◆ Required action
Set down all of the entries exactly, leaving nothing out.

(Records from a collection)
------------

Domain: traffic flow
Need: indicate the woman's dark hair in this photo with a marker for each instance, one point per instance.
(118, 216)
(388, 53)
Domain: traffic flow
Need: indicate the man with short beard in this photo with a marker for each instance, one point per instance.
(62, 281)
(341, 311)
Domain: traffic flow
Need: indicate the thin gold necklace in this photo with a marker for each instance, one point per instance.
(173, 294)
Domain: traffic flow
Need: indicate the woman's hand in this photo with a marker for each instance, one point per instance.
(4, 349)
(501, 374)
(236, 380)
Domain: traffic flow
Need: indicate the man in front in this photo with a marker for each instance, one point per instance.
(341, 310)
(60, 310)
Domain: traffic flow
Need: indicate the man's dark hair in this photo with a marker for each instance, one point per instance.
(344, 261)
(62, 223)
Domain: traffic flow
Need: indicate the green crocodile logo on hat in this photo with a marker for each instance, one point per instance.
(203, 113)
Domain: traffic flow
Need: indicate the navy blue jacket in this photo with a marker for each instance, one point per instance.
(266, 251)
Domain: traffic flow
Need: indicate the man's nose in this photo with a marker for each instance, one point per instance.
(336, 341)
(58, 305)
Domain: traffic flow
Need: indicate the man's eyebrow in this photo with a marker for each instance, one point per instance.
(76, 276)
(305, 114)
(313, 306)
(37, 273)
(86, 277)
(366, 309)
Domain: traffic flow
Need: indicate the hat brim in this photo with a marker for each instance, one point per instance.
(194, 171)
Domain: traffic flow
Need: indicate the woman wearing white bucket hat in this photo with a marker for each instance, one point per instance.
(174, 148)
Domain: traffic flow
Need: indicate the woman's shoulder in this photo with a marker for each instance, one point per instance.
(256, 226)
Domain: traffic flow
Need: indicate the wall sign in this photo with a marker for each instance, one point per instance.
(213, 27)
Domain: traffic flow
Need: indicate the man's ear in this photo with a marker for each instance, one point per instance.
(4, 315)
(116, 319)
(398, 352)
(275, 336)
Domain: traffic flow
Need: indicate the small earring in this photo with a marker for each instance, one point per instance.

------------

◆ Answer to the exercise
Domain: traffic flow
Need: indicate the woman's dark hair in this photo with a marker for each instance, one point per instance.
(118, 216)
(388, 53)
Domain: traffic flow
Need: indicate the man with short beard in this photo with a marker for each instance, one point per instance.
(62, 281)
(341, 311)
Domain: traffic flow
Need: indicate the thin gold necklace in this photo with a marker for each instance, one point per instance.
(173, 294)
Domain: traffic flow
Need: indicate the woman's hand in this photo with a marker for each instance, one point per instance.
(4, 349)
(501, 374)
(236, 380)
Domain: traffic flow
Need: indicate the man in front in this photo with a marker for each instance, one point per instance.
(341, 310)
(60, 310)
Domain: traffic flow
Need: indicate the man's dark hair in this photo with a marker for each instance, one point per instance.
(344, 261)
(62, 223)
Domain: traffic flow
Need: indicate the green crocodile logo on hat in this photo with a marker for each instance, one point per instance.
(203, 113)
Domain: traffic flow
Need: indicate the navy blue jacket in this photo with a marker for each instance, one point per instance.
(266, 251)
Domain: traffic flow
Need: indicate the man's nose in this photo with a marker for each instance, one point per instance.
(336, 341)
(58, 305)
Domain: traffic flow
Need: indicate the man's eyebrow in this photo with a marker for each instance, one point per instance.
(76, 276)
(305, 114)
(313, 306)
(37, 273)
(86, 277)
(366, 309)
Domain: traffic flow
Need: indicate the hat brim in this photo with a marker for each instance, one point per instance.
(194, 171)
Domain: traffic flow
Need: indicate the woman wearing white bucket hat in this photo with a marker for each instance, one point per instance.
(174, 148)
Domain: traffic flow
Need: indicate the woman's shoulder in this photo with a marker for each instance, one point per instance.
(256, 226)
Domain: traffic flow
Need: indicate the wall sign in this photo with a marker for each instance, one point per instance.
(213, 27)
Domain: traffic flow
Need: indicate the man's ear in this photo with a marker for each instance, one point per instance.
(4, 315)
(116, 319)
(398, 352)
(275, 336)
Domain: traffic flow
Need: indicate the small earring in this photo with a marker for each instance, one point per instance.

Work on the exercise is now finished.